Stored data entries
-=-=-

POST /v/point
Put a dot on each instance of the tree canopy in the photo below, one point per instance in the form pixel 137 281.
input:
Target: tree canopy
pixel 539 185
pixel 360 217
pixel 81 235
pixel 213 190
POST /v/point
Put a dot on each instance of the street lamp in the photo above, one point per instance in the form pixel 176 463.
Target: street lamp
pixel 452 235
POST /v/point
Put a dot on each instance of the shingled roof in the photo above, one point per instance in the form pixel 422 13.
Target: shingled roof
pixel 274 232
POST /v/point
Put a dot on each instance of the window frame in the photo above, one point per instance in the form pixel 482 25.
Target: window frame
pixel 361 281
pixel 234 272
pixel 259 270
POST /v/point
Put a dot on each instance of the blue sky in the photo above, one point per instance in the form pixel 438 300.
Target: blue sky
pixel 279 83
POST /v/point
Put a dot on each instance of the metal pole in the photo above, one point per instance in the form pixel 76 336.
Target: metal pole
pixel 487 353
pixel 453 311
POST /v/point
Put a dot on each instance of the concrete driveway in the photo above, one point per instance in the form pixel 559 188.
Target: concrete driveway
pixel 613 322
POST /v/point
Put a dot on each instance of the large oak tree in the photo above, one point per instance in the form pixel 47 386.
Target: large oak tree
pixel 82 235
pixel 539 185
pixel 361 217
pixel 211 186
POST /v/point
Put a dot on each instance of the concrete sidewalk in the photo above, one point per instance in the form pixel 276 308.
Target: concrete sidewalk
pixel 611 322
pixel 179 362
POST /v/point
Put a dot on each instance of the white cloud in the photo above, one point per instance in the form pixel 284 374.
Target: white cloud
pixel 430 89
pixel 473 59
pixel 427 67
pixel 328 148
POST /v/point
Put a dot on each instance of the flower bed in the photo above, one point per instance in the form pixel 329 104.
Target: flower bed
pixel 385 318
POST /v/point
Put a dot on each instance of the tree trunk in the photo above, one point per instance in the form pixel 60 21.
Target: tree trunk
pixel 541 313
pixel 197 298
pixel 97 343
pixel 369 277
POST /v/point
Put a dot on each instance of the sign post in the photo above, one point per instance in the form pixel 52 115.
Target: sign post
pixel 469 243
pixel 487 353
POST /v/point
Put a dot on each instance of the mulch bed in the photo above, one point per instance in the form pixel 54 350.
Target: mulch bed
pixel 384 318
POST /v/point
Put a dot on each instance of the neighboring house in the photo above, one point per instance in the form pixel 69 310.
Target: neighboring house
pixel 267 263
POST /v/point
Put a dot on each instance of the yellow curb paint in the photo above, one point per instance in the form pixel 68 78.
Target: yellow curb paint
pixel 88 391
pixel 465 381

-=-=-

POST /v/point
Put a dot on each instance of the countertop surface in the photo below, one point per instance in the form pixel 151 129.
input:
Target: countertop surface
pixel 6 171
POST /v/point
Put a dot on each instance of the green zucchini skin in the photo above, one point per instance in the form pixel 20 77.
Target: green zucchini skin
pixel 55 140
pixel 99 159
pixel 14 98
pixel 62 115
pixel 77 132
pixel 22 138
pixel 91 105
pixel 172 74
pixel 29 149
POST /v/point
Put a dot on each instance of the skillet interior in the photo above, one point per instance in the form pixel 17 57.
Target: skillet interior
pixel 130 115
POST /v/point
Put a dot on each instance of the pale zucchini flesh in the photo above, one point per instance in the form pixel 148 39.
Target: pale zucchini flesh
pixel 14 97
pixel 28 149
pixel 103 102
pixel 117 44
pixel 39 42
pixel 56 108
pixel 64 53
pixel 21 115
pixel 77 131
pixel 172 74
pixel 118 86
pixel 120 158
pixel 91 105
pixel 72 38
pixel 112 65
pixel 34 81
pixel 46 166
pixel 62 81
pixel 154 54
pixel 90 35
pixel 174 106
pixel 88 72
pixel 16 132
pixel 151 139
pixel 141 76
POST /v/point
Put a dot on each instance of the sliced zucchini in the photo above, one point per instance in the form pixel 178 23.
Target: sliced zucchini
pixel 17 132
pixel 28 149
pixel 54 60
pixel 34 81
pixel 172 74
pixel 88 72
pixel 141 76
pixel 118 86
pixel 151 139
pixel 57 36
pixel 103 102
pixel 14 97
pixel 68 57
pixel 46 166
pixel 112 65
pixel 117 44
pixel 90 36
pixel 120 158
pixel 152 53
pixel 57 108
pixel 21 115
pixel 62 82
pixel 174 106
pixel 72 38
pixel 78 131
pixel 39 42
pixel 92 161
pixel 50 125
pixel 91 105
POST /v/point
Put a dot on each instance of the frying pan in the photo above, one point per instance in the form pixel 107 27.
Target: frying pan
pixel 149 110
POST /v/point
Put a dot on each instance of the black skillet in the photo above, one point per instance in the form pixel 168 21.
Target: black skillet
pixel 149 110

-=-=-

When you find a line in the records that contains the word "below", copy it.

Put a dot on each instance of the tree canopy in the photo below, one point per instance in the form pixel 137 281.
Put a dot on each instance of the countertop surface in the photo below, one point per instance in the form pixel 151 129.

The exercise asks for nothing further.